### [What you will do]
Repeat every line of the material, character for character.

### [Material for this exercise]

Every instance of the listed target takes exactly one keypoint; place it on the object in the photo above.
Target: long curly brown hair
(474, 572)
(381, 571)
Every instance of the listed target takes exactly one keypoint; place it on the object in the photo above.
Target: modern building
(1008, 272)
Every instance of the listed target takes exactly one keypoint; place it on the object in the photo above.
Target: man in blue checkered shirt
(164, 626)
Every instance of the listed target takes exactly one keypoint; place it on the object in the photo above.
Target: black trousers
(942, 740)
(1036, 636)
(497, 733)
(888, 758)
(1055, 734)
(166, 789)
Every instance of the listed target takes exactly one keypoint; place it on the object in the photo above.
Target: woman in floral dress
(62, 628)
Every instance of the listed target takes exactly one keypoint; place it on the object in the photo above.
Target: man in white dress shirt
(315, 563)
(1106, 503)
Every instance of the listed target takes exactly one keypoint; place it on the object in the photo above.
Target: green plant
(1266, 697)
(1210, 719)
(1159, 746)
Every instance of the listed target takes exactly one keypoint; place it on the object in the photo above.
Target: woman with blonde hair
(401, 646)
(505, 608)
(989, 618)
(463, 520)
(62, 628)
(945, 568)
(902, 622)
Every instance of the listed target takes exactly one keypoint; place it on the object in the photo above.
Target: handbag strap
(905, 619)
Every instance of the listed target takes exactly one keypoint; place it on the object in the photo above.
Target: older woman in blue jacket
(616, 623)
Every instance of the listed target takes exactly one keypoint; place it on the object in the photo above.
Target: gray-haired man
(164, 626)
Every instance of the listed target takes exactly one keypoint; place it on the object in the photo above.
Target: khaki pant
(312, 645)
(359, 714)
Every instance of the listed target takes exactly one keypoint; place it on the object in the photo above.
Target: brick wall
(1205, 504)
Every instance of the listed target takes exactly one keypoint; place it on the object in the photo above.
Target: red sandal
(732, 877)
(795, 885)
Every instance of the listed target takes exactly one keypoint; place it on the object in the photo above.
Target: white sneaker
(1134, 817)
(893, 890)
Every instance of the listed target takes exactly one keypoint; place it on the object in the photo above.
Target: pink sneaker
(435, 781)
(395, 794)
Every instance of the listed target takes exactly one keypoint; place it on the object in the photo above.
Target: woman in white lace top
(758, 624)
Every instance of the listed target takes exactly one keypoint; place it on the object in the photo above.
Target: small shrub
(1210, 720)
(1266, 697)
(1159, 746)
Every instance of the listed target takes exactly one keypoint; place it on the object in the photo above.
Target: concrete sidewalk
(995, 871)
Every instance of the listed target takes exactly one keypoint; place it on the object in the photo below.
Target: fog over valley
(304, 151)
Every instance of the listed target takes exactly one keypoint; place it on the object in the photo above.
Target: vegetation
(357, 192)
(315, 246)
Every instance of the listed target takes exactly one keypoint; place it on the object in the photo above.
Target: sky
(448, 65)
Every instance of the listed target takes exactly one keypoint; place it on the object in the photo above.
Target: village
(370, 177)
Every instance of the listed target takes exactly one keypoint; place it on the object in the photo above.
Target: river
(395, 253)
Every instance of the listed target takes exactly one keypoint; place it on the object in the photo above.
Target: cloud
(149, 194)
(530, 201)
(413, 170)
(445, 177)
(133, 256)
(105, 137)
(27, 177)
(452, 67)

### [Output for this exercise]
Every instance of the listed target takes exactly one keypoint; place it on the object in the photo above.
Target: long curly brown hair
(474, 572)
(381, 571)
Every instance of the listed target takes exactly one keypoint; place it on the object in the photo above.
Target: modern building
(1008, 272)
Every instance of the listed target takes exactly one keypoint; place it on the object in the photo above.
Target: man in blue checkered shirt
(164, 626)
Every instance of the listed target takes exactly one keypoint; place it on the object in the photo above.
Target: black trousers
(942, 740)
(1036, 636)
(497, 733)
(888, 758)
(1055, 734)
(166, 789)
Every instance of the listed target takes exactly one keypoint; place it on the object in the photo above.
Target: woman in floral dress
(62, 628)
Every instance of the listed target takes exactly one keypoint; place it on the object in the photo above.
Target: man in white dress shirt
(315, 563)
(1106, 503)
Every instance of the listed target takes exactly one keypoint; place it on the object in the photo above.
Target: green plant
(1266, 697)
(1210, 719)
(1159, 746)
Every instance of the listed target takes exactly one keypoint; place it on the object in the photo above.
Target: woman with blonde hair
(401, 646)
(505, 608)
(989, 618)
(463, 520)
(62, 628)
(945, 568)
(902, 622)
Every instance of the listed target takes exactly one keypoint; place it on the object in the photo above.
Target: handbag strap
(905, 619)
Every instance of the listed target takes exactly one keypoint; place it on the object in the photo above.
Target: older woman in blue jacket
(616, 623)
Every instance of the listed target takes exactly one keypoint; place it on the object in the photo above.
Target: gray-haired man
(164, 626)
Every instance of the listed target takes exactly one keypoint; place it on the object in the photo above.
Target: khaki pant
(312, 645)
(359, 714)
Every instance of the listed target takes exactly one keypoint; place it on the object in the photo above.
Target: brick wall
(1205, 504)
Every instance of the listed target takes exactly one keypoint; place it on the object in the photo above.
Target: red sandal
(732, 877)
(795, 885)
Every instance of the listed target takes exactly one keypoint; place it on the object in the photo above.
Target: white sneaker
(1134, 817)
(893, 890)
Every instance of the listed target takes exactly one keypoint; place it on the object in the photo above.
Target: pink sneaker
(435, 781)
(395, 794)
Every instance of the listed target takes exactly one keypoint; place it on the object in the photo above.
Target: woman in white lace top
(758, 624)
Every instance of the listed target takes exactly one keypoint; place it on the object in the photo above.
Target: small shrub
(1210, 720)
(1266, 697)
(1159, 746)
Every instance of the listed target takes exactly one keypoint; place it on the object in the photo above.
Target: concrete sidewalk
(995, 871)
Every instance of the listed target takes exactly one keypoint; place it on the object in the photo below.
Target: fog over valley
(304, 151)
Every instance of the listed target takes exactly one keypoint; place it on the object in the photo above.
Target: vegetation
(357, 192)
(315, 246)
Every instance of the listed target takes exactly one keypoint; place it on the object in the photo above.
Target: sky
(448, 65)
Every instance of the listed target takes exactly one keypoint; place it on the object in the photo above.
Target: village
(370, 177)
Every instance of the listed target takes exactly one keypoint; place it on the object in the photo above.
Target: river
(395, 253)
Every instance of the listed target takes exactly one keypoint; place it on the object in the photo above.
Target: cloud
(149, 194)
(530, 201)
(413, 170)
(445, 177)
(133, 256)
(105, 137)
(27, 177)
(452, 67)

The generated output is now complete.